Text segment:
++++++++
Even something seemingly as simple as gender is far from simple. Claire Ainsworth has a fascinating piece, Sex redefined (nature.com), where she describes the new understanding that has developed. She writes that, “Sex can be much more complicated than it at first seems. According to the simple scenario, the presence or absence of a Y chromosome is what counts: with it, you are male, and without it, you are female. But doctors have long known that some people straddle the boundary — their sex chromosomes say one thing, but their gonads (ovaries or testes) or sexual anatomy say another. Parents of children with these kinds of conditions — known as intersex conditions, or differences or disorders of sex development (DSDs) — often face difficult decisions about whether to bring up their child as a boy or a girl.”
++++++++
Record set:
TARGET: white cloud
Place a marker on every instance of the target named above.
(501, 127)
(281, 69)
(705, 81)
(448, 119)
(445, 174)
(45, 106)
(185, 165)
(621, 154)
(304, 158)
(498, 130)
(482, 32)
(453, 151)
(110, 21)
++++++++
Your instructions: Continue the passage on the complexity of sex from its final sentence. The items have no connection to the passage on the complexity of sex.

Answer space:
This isn’t all that rare considering that, “Some researchers now say that as many as 1 person in 100 has some form of DSD.” And, “What’s more, new technologies in DNA sequencing and cell biology are revealing that almost everyone is, to varying degrees, a patchwork of genetically distinct cells, some with a sex that might not match that of the rest of their body. Some studies even suggest that the sex of each cell drives its behaviour, through a complicated network of molecular interactions. Gender should be one of the most obvious areas to prove genetic determinism, if it could be proven. But clearly there is more going on here. The inheritance and expression of traits is a messy process. And we are barely scratching the surface. I haven’t seen any research that explores how epigenetics, microbiome, etc could influence gender or similar developmental results.

What and where is memory?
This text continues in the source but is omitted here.